■ Exercises to complete ■
1) Reproduce verbatim the passage of the MergeSTR description from "MergeSTR merges multiple" up to and including "for each genotyper.".
2) According to the MergeSTR description, VCF files from which TR genotypers does MergeSTR currently handle?

■ Source document ■
- - -

MergeSTR

MergeSTR merges multiple VCF files produced by the same TR genotyper into a single VCF file.

If TR genotyping was performed separately on different samples or batches of samples, mergeSTR can be used to combine the resulting VCFs into one file. This is often necessary for downstream steps such as: computing per-locus statistics, performing per-locus filtering, and association testing.

While other VCF libraries have capabilities to merge VCF files, they do not always handle multi-allelic TRs properly, especially if the allele definitions are different across files. MergeSTR is TR-aware and currently handles VCF files obtained by: GangSTR, HipSTR, ExpansionHunter, popSTR, or adVNTR. See below for specific VCF fields supported for each genotyper.

- - -

■ Provided material ■
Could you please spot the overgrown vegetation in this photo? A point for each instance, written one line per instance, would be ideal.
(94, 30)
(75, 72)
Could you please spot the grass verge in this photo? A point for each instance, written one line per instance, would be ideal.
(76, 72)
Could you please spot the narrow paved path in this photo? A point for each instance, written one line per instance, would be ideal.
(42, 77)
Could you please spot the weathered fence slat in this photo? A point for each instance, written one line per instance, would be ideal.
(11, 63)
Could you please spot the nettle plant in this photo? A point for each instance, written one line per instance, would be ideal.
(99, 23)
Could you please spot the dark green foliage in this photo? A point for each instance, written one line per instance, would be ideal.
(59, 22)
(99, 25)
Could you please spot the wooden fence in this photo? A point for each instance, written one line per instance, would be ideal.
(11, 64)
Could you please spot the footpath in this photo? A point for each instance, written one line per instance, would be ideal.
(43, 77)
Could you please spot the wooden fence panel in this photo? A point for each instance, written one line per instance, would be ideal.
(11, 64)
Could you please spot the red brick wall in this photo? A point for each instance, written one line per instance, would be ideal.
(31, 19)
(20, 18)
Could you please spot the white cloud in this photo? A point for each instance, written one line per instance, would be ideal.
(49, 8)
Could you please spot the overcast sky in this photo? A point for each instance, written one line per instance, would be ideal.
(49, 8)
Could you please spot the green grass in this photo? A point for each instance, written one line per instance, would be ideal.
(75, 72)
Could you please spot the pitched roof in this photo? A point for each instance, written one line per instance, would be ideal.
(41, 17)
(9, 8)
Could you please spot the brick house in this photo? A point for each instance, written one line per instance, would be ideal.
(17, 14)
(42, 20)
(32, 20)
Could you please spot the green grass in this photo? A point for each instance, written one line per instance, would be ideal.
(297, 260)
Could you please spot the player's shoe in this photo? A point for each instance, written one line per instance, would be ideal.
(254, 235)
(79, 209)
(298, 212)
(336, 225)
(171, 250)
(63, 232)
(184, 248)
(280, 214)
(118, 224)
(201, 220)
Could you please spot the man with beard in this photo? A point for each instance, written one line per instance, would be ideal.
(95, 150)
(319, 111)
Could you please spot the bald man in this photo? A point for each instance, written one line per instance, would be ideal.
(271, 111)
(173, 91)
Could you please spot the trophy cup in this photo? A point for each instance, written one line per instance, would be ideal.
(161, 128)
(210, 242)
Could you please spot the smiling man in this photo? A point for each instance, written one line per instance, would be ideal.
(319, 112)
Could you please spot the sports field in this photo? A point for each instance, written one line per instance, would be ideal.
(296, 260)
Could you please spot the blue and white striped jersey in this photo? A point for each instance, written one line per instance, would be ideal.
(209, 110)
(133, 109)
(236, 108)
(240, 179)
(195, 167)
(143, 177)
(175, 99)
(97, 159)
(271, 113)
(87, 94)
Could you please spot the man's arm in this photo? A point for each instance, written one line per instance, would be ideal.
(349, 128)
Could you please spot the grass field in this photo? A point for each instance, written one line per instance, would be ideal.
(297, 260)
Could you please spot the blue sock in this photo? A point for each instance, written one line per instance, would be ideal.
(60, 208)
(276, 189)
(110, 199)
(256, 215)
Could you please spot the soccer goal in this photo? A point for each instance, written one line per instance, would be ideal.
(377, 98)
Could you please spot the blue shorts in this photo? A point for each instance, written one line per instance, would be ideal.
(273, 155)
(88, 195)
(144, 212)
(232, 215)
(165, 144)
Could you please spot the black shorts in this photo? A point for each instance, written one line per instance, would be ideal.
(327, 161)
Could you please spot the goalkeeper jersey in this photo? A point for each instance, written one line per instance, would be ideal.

- - -

■ Solutions by task ■
1)
MergeSTR merges multiple VCF files produced by the same TR genotyper into a single VCF file.

If TR genotyping was performed separately on different samples or batches of samples, mergeSTR can be used to combine the resulting VCFs into one file. This is often necessary for downstream steps such as: computing per-locus statistics, performing per-locus filtering, and association testing.

While other VCF libraries have capabilities to merge VCF files, they do not always handle multi-allelic TRs properly, especially if the allele definitions are different across files. MergeSTR is TR-aware and currently handles VCF files obtained by: GangSTR, HipSTR, ExpansionHunter, popSTR, or adVNTR. See below for specific VCF fields supported for each genotyper.

2) GangSTR, HipSTR, ExpansionHunter, popSTR, and adVNTR.